*** Opening of Input data ***
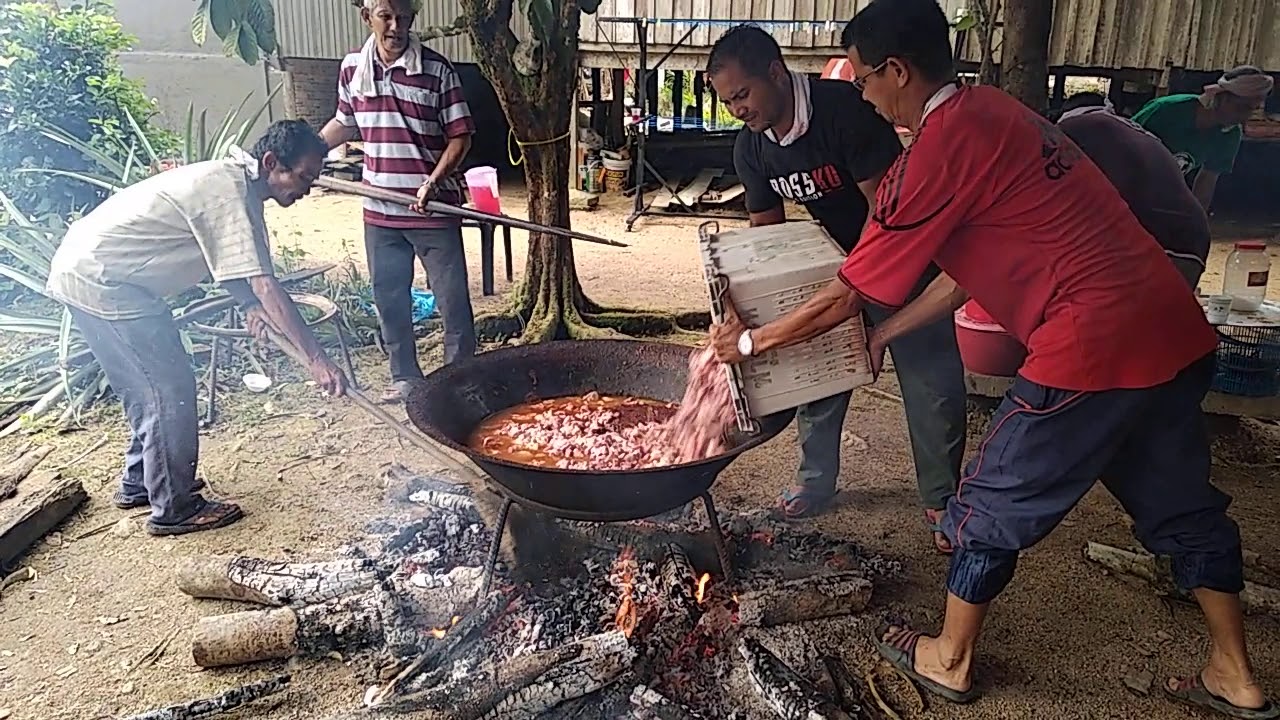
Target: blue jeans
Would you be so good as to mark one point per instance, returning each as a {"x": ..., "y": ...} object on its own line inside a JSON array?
[
  {"x": 933, "y": 395},
  {"x": 150, "y": 370}
]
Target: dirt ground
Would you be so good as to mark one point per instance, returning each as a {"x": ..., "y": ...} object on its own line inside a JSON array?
[{"x": 73, "y": 643}]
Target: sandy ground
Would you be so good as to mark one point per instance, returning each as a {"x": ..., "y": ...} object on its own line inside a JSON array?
[{"x": 1057, "y": 643}]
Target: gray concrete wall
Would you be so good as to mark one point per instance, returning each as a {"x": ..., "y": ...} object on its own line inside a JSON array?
[{"x": 177, "y": 72}]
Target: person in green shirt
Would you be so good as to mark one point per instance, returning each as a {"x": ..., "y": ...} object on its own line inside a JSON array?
[{"x": 1203, "y": 131}]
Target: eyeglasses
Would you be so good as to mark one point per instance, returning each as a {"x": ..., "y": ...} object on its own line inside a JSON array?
[{"x": 860, "y": 82}]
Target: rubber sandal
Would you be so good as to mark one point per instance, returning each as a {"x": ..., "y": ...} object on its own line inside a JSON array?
[
  {"x": 1192, "y": 692},
  {"x": 126, "y": 502},
  {"x": 799, "y": 502},
  {"x": 211, "y": 516},
  {"x": 940, "y": 541},
  {"x": 904, "y": 659}
]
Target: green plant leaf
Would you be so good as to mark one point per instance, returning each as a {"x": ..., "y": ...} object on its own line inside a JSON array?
[
  {"x": 247, "y": 45},
  {"x": 91, "y": 178},
  {"x": 224, "y": 16},
  {"x": 260, "y": 16},
  {"x": 231, "y": 44},
  {"x": 200, "y": 23}
]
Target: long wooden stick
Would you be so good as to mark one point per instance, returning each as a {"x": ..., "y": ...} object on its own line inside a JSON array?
[
  {"x": 357, "y": 397},
  {"x": 446, "y": 209}
]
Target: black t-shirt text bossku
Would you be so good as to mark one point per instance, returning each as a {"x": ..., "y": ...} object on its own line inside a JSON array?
[{"x": 848, "y": 142}]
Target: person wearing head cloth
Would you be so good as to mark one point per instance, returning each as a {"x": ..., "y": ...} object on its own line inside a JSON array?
[
  {"x": 1203, "y": 131},
  {"x": 1147, "y": 177},
  {"x": 1119, "y": 352}
]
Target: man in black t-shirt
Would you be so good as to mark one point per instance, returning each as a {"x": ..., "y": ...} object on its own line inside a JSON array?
[{"x": 819, "y": 144}]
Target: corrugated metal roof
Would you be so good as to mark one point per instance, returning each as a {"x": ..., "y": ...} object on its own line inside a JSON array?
[
  {"x": 1194, "y": 35},
  {"x": 330, "y": 28},
  {"x": 1197, "y": 35}
]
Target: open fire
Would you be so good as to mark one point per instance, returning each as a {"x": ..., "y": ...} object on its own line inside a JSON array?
[{"x": 640, "y": 632}]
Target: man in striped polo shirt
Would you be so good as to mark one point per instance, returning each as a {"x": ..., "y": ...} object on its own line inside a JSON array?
[{"x": 406, "y": 101}]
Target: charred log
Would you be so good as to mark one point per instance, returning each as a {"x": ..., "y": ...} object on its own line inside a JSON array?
[
  {"x": 469, "y": 629},
  {"x": 224, "y": 702},
  {"x": 348, "y": 623},
  {"x": 649, "y": 703},
  {"x": 1157, "y": 572},
  {"x": 474, "y": 695},
  {"x": 786, "y": 692},
  {"x": 602, "y": 661},
  {"x": 265, "y": 582},
  {"x": 813, "y": 597}
]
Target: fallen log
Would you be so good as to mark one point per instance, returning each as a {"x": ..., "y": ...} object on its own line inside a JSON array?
[
  {"x": 652, "y": 705},
  {"x": 467, "y": 629},
  {"x": 224, "y": 702},
  {"x": 17, "y": 470},
  {"x": 46, "y": 501},
  {"x": 314, "y": 630},
  {"x": 474, "y": 695},
  {"x": 787, "y": 693},
  {"x": 1156, "y": 572},
  {"x": 265, "y": 582},
  {"x": 602, "y": 661},
  {"x": 813, "y": 597}
]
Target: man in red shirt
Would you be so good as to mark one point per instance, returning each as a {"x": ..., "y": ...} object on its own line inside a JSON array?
[{"x": 1119, "y": 354}]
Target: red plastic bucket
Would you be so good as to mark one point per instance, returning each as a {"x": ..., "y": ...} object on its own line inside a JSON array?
[{"x": 986, "y": 349}]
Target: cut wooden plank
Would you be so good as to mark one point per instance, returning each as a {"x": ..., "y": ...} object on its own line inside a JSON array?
[
  {"x": 693, "y": 191},
  {"x": 44, "y": 501},
  {"x": 722, "y": 196},
  {"x": 16, "y": 472}
]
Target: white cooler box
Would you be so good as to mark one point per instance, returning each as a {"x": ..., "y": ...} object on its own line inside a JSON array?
[{"x": 769, "y": 272}]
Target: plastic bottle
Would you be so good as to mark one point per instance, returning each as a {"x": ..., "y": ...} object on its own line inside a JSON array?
[{"x": 1248, "y": 268}]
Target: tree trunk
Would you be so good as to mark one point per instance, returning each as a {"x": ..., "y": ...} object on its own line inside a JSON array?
[
  {"x": 1024, "y": 57},
  {"x": 549, "y": 302}
]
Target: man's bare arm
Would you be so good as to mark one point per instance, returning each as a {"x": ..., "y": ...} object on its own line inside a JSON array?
[
  {"x": 334, "y": 133},
  {"x": 452, "y": 158},
  {"x": 831, "y": 306},
  {"x": 938, "y": 300},
  {"x": 1203, "y": 187}
]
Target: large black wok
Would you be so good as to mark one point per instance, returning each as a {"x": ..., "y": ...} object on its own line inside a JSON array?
[{"x": 453, "y": 400}]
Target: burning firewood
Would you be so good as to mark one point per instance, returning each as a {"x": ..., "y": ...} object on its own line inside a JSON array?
[
  {"x": 370, "y": 619},
  {"x": 224, "y": 702},
  {"x": 265, "y": 582},
  {"x": 475, "y": 693},
  {"x": 652, "y": 705},
  {"x": 603, "y": 660},
  {"x": 827, "y": 595},
  {"x": 789, "y": 695},
  {"x": 467, "y": 629}
]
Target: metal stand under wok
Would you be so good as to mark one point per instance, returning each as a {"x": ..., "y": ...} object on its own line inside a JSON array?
[{"x": 496, "y": 545}]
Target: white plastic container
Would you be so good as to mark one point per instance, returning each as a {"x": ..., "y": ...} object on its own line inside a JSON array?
[
  {"x": 1248, "y": 269},
  {"x": 772, "y": 270}
]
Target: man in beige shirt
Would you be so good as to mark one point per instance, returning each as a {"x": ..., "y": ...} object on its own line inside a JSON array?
[{"x": 160, "y": 237}]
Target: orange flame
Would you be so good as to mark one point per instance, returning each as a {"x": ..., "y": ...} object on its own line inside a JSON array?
[
  {"x": 702, "y": 587},
  {"x": 440, "y": 632},
  {"x": 626, "y": 618}
]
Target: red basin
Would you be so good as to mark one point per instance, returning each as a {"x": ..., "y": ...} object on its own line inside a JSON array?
[{"x": 986, "y": 349}]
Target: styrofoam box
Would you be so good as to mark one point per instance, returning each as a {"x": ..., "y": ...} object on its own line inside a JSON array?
[{"x": 772, "y": 270}]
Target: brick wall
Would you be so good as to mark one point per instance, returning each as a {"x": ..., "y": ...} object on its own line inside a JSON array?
[{"x": 311, "y": 90}]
*** Close of Input data ***
**Work item**
Using the listing above, report each line that mentions the word "wall".

**The answer**
Target: gray concrete wall
Target: brick wall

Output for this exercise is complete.